** BEGIN DATA EXTRACT **

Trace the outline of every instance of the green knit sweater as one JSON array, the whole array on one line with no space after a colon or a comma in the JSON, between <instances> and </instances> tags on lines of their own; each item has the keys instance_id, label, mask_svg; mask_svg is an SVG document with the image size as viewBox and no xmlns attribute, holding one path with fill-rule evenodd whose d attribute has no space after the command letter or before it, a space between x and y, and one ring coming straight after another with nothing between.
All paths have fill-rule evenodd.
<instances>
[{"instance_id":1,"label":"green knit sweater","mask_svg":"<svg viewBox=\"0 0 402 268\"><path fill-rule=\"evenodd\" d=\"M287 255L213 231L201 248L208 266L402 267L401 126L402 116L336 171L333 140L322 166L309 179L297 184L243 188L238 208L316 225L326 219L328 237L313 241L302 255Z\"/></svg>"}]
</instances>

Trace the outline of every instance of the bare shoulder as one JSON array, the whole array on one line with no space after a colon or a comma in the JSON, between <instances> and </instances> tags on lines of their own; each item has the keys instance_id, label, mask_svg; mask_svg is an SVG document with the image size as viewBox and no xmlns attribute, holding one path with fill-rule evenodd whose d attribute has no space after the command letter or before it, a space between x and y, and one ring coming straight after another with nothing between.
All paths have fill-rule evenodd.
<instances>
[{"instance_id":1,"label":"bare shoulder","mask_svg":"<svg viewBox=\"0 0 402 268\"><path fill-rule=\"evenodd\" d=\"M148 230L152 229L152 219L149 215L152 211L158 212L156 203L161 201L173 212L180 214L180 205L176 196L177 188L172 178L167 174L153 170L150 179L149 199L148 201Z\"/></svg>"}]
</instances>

** END DATA EXTRACT **

__YOUR GOAL__.
Rewrite every line of the rows above as a Markdown table with the columns Line and Content, numbering each line and skipping blank ones.

__WORKED ANSWER__.
| Line | Content |
|---|---|
| 1 | Trace the outline of every instance of the green knit sweater as one JSON array, the whole array on one line with no space after a colon or a comma in the JSON, between <instances> and </instances> tags on lines of their own; each item has the keys instance_id, label, mask_svg; mask_svg is an SVG document with the image size as viewBox and no xmlns attribute, holding one path with fill-rule evenodd whose d attribute has no space after the command letter or before it, a space between x and y, and one ring coming straight after another with nothing between. |
| 2 | All paths have fill-rule evenodd. |
| 3 | <instances> |
| 4 | [{"instance_id":1,"label":"green knit sweater","mask_svg":"<svg viewBox=\"0 0 402 268\"><path fill-rule=\"evenodd\" d=\"M287 255L213 231L201 248L208 266L402 267L401 126L402 116L336 171L333 140L322 166L309 179L297 184L243 188L238 208L316 225L326 219L328 237L313 241L302 255Z\"/></svg>"}] |
| 5 | </instances> |
| 6 | Trace the outline of every instance of the bare shoulder as one JSON array, the whole array on one line with no space after a colon or a comma in the JSON, between <instances> and </instances> tags on lines of their own; each item has the keys instance_id, label, mask_svg; mask_svg is an SVG document with the image size as viewBox and no xmlns attribute, holding one path with fill-rule evenodd whose d attribute has no space after the command letter or before it, a space between x and y, and one ring coming straight after another with nothing between. |
| 7 | All paths have fill-rule evenodd. |
| 8 | <instances> |
| 9 | [{"instance_id":1,"label":"bare shoulder","mask_svg":"<svg viewBox=\"0 0 402 268\"><path fill-rule=\"evenodd\" d=\"M148 230L152 229L152 219L149 215L152 211L158 212L156 203L161 201L173 212L180 214L180 205L176 196L177 188L172 178L167 174L153 170L150 179L149 199L148 201Z\"/></svg>"}] |
| 10 | </instances> |